▸ **Problems to work on**
1. In the blog posts, rewrite the passage starting with "So all the things" and going on through "that was you.", substituting "friend" for "cousin".
2. Continue the blog entries about longing and loss from the point where they stop.

▸ **Source text**
################
Selasa, 05 Desember 2017

Longing for Someone

Have you ever felt the pain of having someone you've known forever, but time to time you realized that you cannot recognized them anymore?
So all the things to do is just bring back the memories and swallow the truth that they are now a different person with they were past few years. They are exist. But now they are strangers.

Jumat, 17 November 2017

For a brother who have passed away

Hi,

You know that you are the only cousin that I consider as a bro, rite?
You need to tell me how to stop staring at people that look like you and wishing that was you.

Don't be too much

Dear my emotional aspect of myself.
I would be grateful if you affect less than half of myself. Am tired of being too emotional. Don't you feel it too? This things ruin ourselves, don't you realize?

You know how much you can affect my career also, rite? Don't make me hating you more than yesterday.

You know what is worst from the time?
We can't take back what has happened. No matter how much you've kick yourself.
################
▸ **Given data**
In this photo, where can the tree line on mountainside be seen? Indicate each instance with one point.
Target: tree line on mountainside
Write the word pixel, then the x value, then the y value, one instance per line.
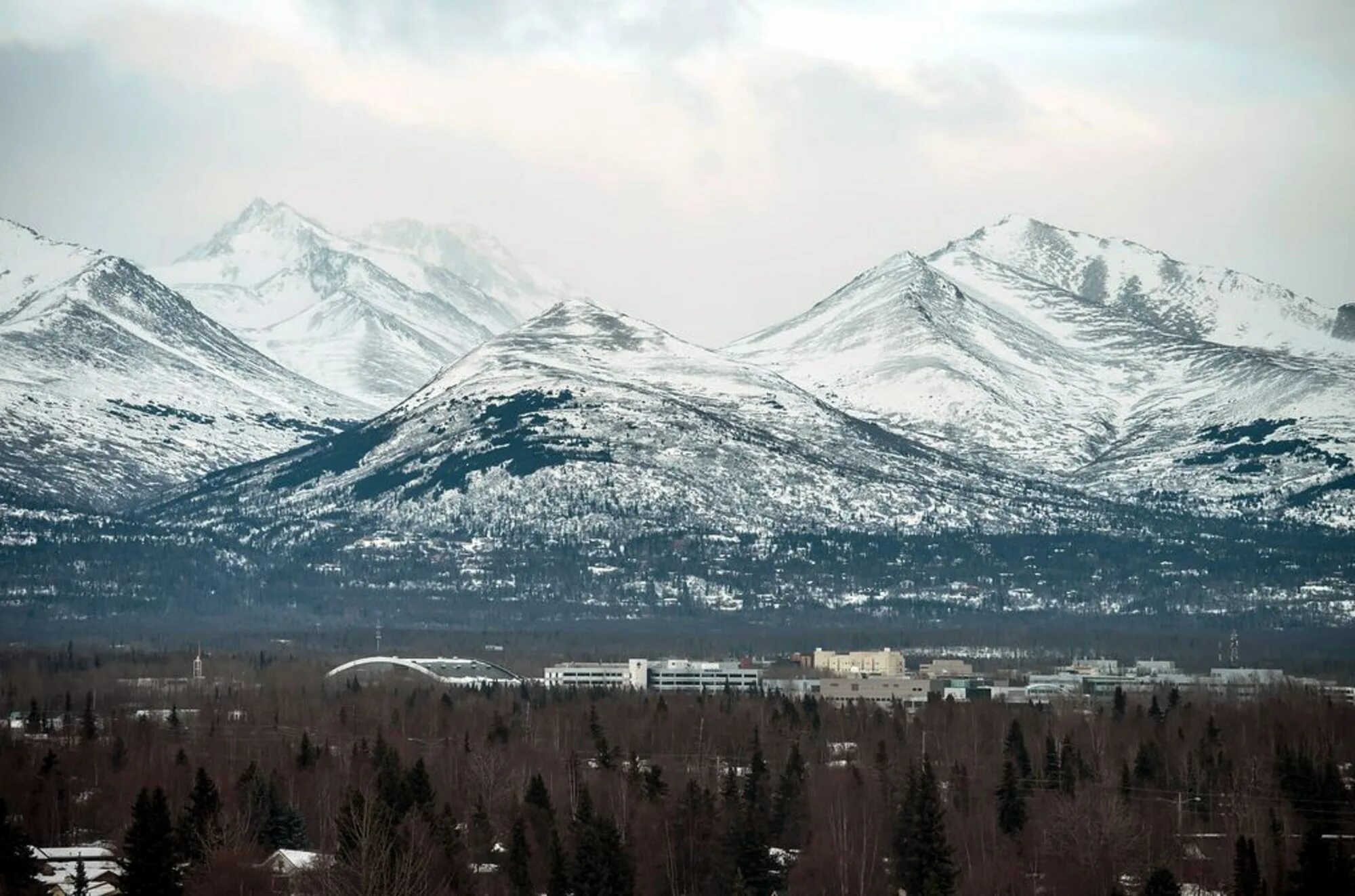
pixel 518 790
################
▸ **Final answers**
1.
So all the things to do is just bring back the memories and swallow the truth that they are now a different person with they were past few years. They are exist. But now they are strangers.

Jumat, 17 November 2017

For a brother who have passed away

Hi,

You know that you are the only friend that I consider as a bro, rite?
You need to tell me how to stop staring at people that look like you and wishing that was you.

2.
What is wrong?

Hello again, Blogspot!

I've been longing to write on you again. Won't lie, loneliness tend to push me back to you, as I realized I start to not tell any one about what really happens on my deepest mind lately. So congrats, you are the chosen one, the safety place to tell a secret, even tho there will always a possibility for people noticing my write.

Weather it is because adulthood or just another PMSyndrome, I suffer for having melancholy thought regarding people's existence on my life, a friend, a lover, and even a pet (sorry not sorry for categorized them as "people"). Why do they come and go? Why should I let them visit my heart and left some remarks if in the end they would left and won't come back?

It is always hard to let go, but always easy for me for being too attach -emotionally-.


Sabtu, 20 Mei 2017

Effortless Trust

A friend of mine once told me,
He married a girl he knew he could love for the rest of his life
And If only God let me choose,
I would choose the one that I know I would trust for the rest of my life,
That even if he asked me to jump to the precipice and said everything will be fine,
I’ll do, with no hesitation.

Mine to you,
Is an effortless trust..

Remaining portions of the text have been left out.